*Problem details*
Extract each line of the data below that contains the word "foliage", and copy those lines out in full.

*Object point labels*
____________
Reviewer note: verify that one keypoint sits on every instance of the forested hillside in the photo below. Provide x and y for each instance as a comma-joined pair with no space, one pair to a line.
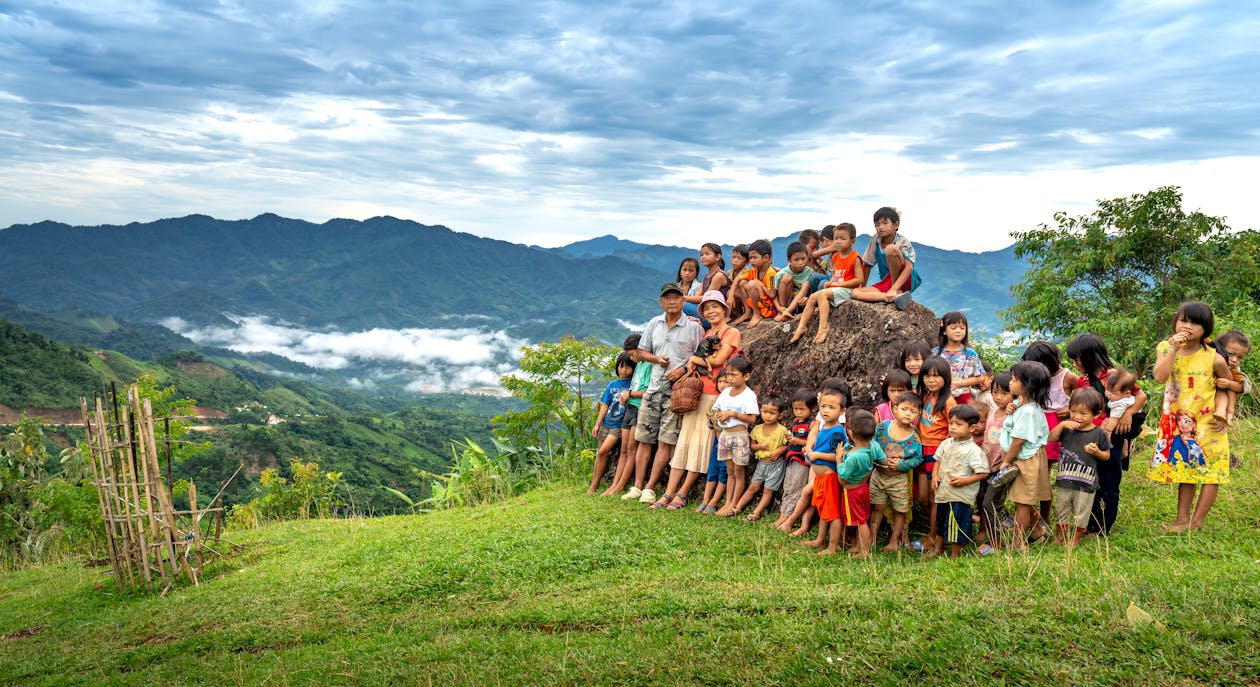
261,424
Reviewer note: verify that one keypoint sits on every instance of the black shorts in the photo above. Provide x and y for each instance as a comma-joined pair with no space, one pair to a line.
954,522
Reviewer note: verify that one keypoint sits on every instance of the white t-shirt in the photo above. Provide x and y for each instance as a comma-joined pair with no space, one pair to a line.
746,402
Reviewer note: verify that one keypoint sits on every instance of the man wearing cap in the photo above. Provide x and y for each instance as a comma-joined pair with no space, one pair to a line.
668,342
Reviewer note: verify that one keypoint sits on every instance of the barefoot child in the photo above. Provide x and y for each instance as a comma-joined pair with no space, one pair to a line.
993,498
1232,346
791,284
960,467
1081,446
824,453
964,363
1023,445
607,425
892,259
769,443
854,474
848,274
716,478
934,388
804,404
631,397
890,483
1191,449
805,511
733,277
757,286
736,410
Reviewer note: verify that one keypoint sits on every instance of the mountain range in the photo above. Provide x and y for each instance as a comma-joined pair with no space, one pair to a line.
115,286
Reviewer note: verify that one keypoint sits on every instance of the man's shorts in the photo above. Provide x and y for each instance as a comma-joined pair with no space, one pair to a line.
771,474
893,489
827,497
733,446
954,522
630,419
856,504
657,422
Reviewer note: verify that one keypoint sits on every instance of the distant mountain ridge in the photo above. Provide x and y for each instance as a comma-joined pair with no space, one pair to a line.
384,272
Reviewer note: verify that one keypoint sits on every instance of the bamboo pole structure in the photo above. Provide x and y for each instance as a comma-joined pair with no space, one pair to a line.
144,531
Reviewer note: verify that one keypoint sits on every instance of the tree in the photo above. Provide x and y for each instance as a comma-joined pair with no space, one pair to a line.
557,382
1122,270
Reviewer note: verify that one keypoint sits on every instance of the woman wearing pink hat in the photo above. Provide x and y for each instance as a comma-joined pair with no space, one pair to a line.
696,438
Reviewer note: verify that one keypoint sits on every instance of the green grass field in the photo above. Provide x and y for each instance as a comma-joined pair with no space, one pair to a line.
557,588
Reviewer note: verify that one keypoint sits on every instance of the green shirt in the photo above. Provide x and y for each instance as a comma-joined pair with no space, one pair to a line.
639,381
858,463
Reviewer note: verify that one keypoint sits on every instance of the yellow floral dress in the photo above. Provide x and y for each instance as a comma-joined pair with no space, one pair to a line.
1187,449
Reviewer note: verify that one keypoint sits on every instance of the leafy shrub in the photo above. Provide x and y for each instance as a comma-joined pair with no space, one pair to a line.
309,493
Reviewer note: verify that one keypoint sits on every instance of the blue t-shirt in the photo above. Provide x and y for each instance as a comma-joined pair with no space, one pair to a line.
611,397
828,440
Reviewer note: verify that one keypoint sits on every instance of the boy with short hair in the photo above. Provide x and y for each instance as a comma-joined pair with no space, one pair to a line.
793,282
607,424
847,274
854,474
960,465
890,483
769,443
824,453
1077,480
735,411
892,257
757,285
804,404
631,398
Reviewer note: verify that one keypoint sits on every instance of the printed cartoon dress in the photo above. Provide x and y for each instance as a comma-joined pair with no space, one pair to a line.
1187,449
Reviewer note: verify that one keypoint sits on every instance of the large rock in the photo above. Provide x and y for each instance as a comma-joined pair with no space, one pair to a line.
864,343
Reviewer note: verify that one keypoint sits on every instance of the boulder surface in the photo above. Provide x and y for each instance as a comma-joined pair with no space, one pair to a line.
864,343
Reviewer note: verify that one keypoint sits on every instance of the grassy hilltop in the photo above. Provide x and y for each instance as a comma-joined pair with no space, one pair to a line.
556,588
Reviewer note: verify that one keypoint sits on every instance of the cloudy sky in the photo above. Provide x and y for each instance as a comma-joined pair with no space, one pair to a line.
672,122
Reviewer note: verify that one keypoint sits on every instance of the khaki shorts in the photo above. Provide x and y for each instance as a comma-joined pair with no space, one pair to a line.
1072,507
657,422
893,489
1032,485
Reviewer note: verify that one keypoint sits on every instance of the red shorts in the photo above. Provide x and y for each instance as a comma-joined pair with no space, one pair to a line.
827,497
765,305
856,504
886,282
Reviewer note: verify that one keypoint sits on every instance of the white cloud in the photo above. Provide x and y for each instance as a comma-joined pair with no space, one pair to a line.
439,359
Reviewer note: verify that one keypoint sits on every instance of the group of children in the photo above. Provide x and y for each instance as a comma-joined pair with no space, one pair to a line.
____________
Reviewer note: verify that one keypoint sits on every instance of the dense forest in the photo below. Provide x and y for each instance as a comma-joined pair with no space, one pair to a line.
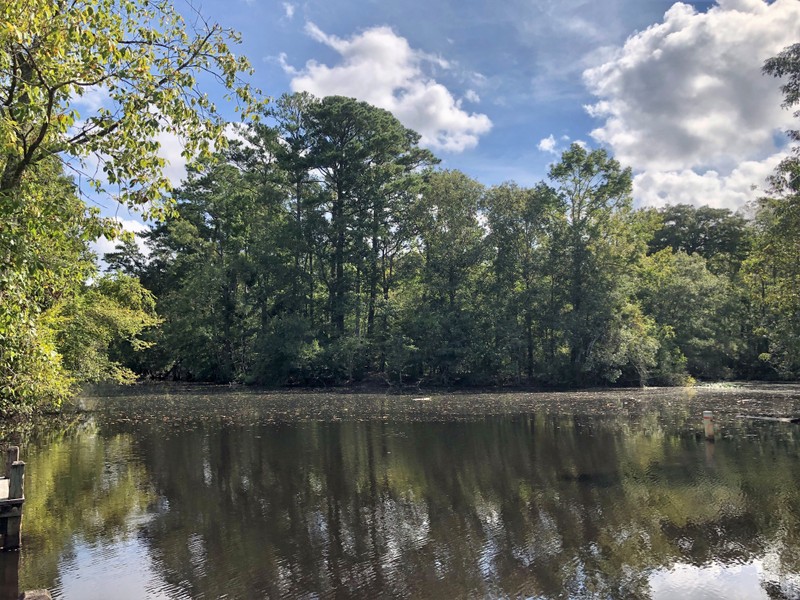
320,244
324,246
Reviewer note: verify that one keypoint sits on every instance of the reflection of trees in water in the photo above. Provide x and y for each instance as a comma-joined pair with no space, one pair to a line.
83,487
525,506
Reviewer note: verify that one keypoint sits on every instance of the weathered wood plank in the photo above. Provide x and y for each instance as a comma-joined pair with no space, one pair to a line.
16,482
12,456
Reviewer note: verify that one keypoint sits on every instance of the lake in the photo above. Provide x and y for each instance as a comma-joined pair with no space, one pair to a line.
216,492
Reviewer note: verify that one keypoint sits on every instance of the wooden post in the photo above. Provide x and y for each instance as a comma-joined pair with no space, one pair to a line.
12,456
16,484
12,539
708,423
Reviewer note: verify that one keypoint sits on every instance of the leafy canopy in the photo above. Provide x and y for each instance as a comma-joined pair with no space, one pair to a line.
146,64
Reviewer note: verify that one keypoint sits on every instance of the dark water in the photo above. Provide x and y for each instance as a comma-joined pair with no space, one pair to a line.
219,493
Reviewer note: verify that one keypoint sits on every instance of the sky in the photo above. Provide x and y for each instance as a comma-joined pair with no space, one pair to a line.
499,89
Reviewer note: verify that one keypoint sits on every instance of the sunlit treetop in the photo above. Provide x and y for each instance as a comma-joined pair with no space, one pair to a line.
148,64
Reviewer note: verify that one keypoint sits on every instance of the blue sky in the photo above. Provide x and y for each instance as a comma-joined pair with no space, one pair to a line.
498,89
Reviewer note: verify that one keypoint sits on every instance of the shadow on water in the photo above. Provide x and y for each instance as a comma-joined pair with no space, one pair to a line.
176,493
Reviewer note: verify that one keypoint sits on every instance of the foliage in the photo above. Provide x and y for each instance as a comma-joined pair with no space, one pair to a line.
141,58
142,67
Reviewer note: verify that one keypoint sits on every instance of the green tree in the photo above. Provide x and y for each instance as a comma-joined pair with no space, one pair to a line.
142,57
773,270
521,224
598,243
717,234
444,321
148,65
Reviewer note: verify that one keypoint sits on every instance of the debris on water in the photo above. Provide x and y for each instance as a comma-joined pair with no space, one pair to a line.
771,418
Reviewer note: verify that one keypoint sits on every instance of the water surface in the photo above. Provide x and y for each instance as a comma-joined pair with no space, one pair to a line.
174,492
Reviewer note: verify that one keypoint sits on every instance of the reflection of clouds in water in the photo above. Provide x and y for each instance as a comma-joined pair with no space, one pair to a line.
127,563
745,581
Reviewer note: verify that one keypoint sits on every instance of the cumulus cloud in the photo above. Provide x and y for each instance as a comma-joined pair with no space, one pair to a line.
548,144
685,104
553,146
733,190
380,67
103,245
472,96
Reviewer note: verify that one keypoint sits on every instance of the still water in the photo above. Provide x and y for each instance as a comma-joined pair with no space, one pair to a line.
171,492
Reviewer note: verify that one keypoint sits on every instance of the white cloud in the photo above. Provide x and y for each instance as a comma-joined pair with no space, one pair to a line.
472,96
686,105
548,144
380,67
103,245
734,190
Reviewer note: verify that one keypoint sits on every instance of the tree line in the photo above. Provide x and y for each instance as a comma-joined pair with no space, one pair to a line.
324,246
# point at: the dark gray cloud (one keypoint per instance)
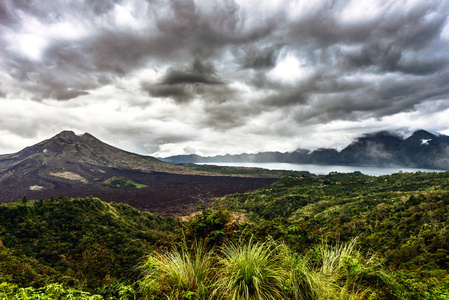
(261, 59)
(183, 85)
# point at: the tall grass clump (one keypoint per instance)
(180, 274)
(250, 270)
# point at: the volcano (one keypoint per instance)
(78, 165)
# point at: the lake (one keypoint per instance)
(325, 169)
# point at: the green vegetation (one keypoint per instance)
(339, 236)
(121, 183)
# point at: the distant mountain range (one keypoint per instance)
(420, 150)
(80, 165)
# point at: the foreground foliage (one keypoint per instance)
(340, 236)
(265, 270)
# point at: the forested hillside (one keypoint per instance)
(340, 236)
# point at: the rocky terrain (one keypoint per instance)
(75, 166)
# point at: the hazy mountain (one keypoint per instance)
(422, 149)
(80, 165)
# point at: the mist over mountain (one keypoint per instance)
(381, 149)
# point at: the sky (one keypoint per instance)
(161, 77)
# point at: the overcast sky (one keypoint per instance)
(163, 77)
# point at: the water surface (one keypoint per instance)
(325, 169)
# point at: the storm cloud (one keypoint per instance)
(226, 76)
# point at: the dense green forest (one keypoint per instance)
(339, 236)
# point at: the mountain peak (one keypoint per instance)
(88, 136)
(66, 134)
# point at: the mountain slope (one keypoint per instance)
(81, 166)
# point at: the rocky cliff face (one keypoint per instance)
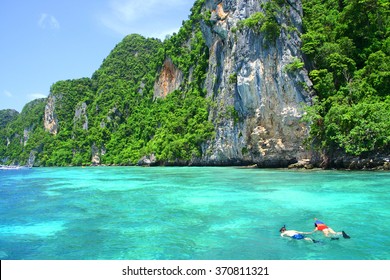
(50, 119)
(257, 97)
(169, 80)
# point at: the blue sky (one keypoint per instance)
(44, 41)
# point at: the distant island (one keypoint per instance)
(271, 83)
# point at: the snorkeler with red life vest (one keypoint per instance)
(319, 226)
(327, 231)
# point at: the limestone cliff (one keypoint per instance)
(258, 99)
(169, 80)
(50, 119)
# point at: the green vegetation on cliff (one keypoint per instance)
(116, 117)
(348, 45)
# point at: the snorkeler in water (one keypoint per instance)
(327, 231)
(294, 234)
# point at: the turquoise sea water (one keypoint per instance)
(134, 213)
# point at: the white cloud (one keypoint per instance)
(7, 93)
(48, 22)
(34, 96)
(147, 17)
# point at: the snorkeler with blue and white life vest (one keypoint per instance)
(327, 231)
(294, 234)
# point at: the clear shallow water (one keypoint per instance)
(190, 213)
____________
*Completed task*
Reviewer note: verify that one keypoint sits on every instance of the foliage in the photo above. Provide x and y for each instance as a comma-joined pair with no space, one pair to a line.
# point at: the foreground foliage (one keypoint per instance)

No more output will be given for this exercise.